From the data below, copy exactly the lines that lie between the one holding "Expected: one point per instance of the tree" and the one holding "Expected: one point per instance of the bare", including both, and nothing more.

## THE DATA
---

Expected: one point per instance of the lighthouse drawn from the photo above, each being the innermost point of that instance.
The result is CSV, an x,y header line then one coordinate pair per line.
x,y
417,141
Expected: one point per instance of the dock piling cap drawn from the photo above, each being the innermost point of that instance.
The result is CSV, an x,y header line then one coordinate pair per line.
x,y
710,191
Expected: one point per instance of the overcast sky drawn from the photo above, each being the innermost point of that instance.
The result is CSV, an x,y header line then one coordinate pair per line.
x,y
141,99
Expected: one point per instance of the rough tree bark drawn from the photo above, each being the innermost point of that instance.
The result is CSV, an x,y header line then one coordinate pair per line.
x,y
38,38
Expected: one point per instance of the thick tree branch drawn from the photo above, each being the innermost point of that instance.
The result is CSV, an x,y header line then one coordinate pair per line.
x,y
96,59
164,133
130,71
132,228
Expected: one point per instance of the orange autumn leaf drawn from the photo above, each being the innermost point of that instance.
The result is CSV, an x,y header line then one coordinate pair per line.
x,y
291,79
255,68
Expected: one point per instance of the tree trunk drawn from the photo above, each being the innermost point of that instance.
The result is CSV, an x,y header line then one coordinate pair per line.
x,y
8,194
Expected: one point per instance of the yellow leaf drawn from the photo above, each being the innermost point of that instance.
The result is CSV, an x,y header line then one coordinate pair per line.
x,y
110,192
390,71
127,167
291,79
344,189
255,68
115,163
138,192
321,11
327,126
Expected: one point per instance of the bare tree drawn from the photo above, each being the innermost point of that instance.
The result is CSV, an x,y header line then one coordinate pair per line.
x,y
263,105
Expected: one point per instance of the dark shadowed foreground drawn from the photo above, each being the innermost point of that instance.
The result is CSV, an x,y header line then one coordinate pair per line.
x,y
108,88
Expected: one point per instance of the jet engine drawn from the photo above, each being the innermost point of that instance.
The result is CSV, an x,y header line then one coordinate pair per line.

---

## EXERCISE SOLUTION
Expected: one point per instance of the tree trunk drawn from the photo above, each being the innermost point of that instance.
The result is CSV, an x,y header line then one coordinate pair per line.
x,y
8,194
Expected: one point per instance of the yellow leaf drawn from the photo above, each being the innermost point of that instance.
The result is CSV, an x,y header line then one coordinate pair per line.
x,y
110,192
390,71
127,167
291,79
344,189
255,68
115,163
138,192
321,11
327,126
Expected: one point per instance of the bare tree drawn from the photo above, each being the innermost point of that instance.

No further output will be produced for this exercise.